* _Problem to work on_: Copy all of the records below word for word, changing nothing.

Stored data:
Start of Block
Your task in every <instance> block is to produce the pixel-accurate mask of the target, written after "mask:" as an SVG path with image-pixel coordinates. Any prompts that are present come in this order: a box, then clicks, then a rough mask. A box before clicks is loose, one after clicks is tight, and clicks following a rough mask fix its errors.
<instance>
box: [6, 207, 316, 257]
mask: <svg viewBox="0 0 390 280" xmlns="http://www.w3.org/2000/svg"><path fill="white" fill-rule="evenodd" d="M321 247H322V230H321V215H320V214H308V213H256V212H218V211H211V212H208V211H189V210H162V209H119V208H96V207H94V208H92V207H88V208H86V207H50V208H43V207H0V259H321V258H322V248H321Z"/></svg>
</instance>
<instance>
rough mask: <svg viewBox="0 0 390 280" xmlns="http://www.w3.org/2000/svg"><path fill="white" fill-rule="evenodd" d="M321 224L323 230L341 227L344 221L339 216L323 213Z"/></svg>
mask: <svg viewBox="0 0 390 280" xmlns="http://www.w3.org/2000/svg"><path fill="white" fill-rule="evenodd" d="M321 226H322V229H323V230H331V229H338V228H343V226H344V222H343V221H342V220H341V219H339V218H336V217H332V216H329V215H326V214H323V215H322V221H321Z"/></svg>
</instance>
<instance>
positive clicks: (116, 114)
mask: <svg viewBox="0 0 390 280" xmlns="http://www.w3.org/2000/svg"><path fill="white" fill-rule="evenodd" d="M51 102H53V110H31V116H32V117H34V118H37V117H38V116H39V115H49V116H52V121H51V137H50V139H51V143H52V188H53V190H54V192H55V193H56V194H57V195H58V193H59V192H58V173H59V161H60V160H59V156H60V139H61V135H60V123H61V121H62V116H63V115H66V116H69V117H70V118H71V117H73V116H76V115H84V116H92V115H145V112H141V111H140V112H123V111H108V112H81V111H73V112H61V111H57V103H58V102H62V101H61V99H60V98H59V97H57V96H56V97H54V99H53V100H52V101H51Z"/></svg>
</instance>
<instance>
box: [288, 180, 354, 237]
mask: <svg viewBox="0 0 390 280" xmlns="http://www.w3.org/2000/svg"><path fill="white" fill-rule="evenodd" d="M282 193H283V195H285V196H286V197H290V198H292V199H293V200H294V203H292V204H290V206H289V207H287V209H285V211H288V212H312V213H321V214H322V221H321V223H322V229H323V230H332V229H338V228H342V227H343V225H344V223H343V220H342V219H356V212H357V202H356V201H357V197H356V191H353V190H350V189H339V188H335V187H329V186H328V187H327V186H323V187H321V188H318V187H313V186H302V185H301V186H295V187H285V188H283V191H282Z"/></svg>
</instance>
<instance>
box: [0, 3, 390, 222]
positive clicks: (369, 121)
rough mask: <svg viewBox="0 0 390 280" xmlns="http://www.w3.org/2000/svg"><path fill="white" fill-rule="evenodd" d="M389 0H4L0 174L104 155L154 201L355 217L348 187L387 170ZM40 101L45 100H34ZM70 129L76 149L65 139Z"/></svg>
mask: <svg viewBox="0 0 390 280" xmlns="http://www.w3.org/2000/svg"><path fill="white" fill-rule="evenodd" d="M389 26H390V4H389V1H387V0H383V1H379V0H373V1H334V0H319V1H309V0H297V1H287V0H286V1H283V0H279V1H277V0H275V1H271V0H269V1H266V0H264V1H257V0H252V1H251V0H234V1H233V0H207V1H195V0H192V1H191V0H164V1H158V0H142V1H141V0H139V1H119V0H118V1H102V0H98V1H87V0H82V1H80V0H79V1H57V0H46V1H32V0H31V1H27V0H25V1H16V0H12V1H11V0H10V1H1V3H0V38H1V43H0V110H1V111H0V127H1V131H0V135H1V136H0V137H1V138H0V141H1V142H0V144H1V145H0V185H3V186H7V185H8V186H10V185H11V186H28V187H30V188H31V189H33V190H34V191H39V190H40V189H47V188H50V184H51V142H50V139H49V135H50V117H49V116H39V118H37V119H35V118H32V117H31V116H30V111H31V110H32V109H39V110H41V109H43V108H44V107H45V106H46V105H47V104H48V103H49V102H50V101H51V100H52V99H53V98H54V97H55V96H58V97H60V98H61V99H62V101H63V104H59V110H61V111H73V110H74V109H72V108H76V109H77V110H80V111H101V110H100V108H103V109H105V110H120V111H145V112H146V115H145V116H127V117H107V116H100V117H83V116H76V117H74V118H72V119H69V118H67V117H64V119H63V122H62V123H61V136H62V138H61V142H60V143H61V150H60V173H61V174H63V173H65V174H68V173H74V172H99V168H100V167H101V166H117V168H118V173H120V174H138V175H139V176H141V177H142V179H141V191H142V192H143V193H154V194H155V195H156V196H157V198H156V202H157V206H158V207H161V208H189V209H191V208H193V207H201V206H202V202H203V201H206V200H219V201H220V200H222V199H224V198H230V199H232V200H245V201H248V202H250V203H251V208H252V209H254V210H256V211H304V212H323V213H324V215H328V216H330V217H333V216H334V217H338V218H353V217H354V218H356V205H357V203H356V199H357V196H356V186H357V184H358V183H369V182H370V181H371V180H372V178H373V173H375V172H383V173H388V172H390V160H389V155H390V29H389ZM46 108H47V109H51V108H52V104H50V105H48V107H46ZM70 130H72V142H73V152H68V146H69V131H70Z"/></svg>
End of Block
* _Answer to the problem_:
Your task in every <instance> block is to produce the pixel-accurate mask of the target, written after "mask:" as an SVG path with image-pixel coordinates. Any prompts that are present come in this order: a box, then clicks, then a rough mask. A box before clicks is loose, one after clicks is tight, and clicks following a rough mask fix its errors.
<instance>
box: [6, 207, 316, 257]
mask: <svg viewBox="0 0 390 280" xmlns="http://www.w3.org/2000/svg"><path fill="white" fill-rule="evenodd" d="M321 247H322V230H321V215H320V214H308V213H256V212H218V211H211V212H208V211H189V210H162V209H119V208H96V207H94V208H92V207H88V208H86V207H50V208H43V207H0V259H321V258H322V248H321Z"/></svg>
</instance>
<instance>
rough mask: <svg viewBox="0 0 390 280" xmlns="http://www.w3.org/2000/svg"><path fill="white" fill-rule="evenodd" d="M321 224L323 230L341 227L344 221L339 216L323 213Z"/></svg>
mask: <svg viewBox="0 0 390 280" xmlns="http://www.w3.org/2000/svg"><path fill="white" fill-rule="evenodd" d="M321 226H322V229H323V230H331V229H338V228H343V226H344V222H343V221H342V220H341V219H339V218H336V217H332V216H329V215H326V214H323V215H322V221H321Z"/></svg>
</instance>
<instance>
positive clicks: (116, 114)
mask: <svg viewBox="0 0 390 280" xmlns="http://www.w3.org/2000/svg"><path fill="white" fill-rule="evenodd" d="M51 102H53V110H31V116H32V117H34V118H37V117H38V116H39V115H49V116H52V121H51V137H50V139H51V143H52V188H53V190H54V192H55V193H56V194H57V195H58V193H59V192H58V173H59V161H60V160H59V156H60V139H61V135H60V123H61V121H62V116H63V115H66V116H69V117H70V118H71V117H73V116H76V115H84V116H92V115H145V112H141V111H140V112H123V111H108V112H81V111H73V112H61V111H57V103H58V102H62V101H61V99H60V98H59V97H57V96H56V97H54V99H53V100H52V101H51Z"/></svg>
</instance>
<instance>
box: [288, 180, 354, 237]
mask: <svg viewBox="0 0 390 280" xmlns="http://www.w3.org/2000/svg"><path fill="white" fill-rule="evenodd" d="M282 193H283V195H285V196H286V197H290V198H292V199H293V200H294V203H292V204H290V206H289V207H287V209H285V211H288V212H312V213H321V214H322V221H321V223H322V229H323V230H332V229H338V228H342V227H343V225H344V223H343V220H342V219H356V212H357V202H356V201H357V197H356V191H353V190H350V189H339V188H335V187H329V186H328V187H327V186H323V187H321V188H318V187H313V186H302V185H301V186H295V187H285V188H283V191H282Z"/></svg>
</instance>
<instance>
box: [0, 3, 390, 222]
positive clicks: (369, 121)
rough mask: <svg viewBox="0 0 390 280" xmlns="http://www.w3.org/2000/svg"><path fill="white" fill-rule="evenodd" d="M389 0H4L0 174L104 155L154 201L355 217L348 187L387 170ZM40 101L45 100H34ZM70 129L76 149L65 139Z"/></svg>
mask: <svg viewBox="0 0 390 280" xmlns="http://www.w3.org/2000/svg"><path fill="white" fill-rule="evenodd" d="M389 26H390V4H389V1H387V0H383V1H379V0H373V1H334V0H319V1H309V0H297V1H287V0H286V1H283V0H279V1H277V0H275V1H271V0H269V1H266V0H264V1H257V0H252V1H251V0H234V1H233V0H207V1H195V0H192V1H191V0H164V1H158V0H142V1H141V0H139V1H119V0H118V1H102V0H98V1H87V0H82V1H80V0H79V1H57V0H46V1H32V0H31V1H27V0H25V1H16V0H12V1H11V0H10V1H1V3H0V38H1V43H0V110H1V111H0V127H1V131H0V135H1V136H0V137H1V138H0V141H1V142H0V144H1V145H0V185H3V186H7V185H8V186H10V185H11V186H28V187H30V188H31V189H33V190H34V191H39V190H40V189H47V188H50V184H51V142H50V139H49V135H50V117H49V116H39V118H37V119H35V118H32V117H31V116H30V111H31V110H32V109H39V110H41V109H43V108H44V107H45V106H46V105H47V104H48V103H49V102H50V101H51V100H52V99H53V98H54V97H55V96H58V97H60V98H61V99H62V101H63V104H59V110H61V111H73V110H74V109H72V108H76V109H77V110H80V111H101V110H100V108H103V109H105V110H120V111H145V112H146V115H145V116H127V117H107V116H100V117H83V116H76V117H74V118H72V119H69V118H67V117H64V119H63V122H62V123H61V136H62V138H61V142H60V143H61V150H60V173H61V174H63V173H65V174H68V173H74V172H99V168H100V167H101V166H117V168H118V173H120V174H138V175H139V176H141V177H142V179H141V191H142V192H143V193H154V194H155V195H156V196H157V198H156V202H157V206H158V207H161V208H189V209H191V208H193V207H201V206H202V202H203V201H206V200H219V201H220V200H222V199H224V198H230V199H232V200H245V201H248V202H250V203H251V208H252V209H254V210H256V211H304V212H323V213H324V215H328V216H330V217H333V216H334V217H338V218H353V217H354V218H356V205H357V203H356V199H357V196H356V186H357V184H358V183H369V182H370V181H371V180H372V178H373V173H375V172H383V173H388V172H390V160H389V155H390V29H389ZM46 108H47V109H51V108H52V104H50V105H48V107H46ZM70 130H72V142H73V152H68V146H69V131H70Z"/></svg>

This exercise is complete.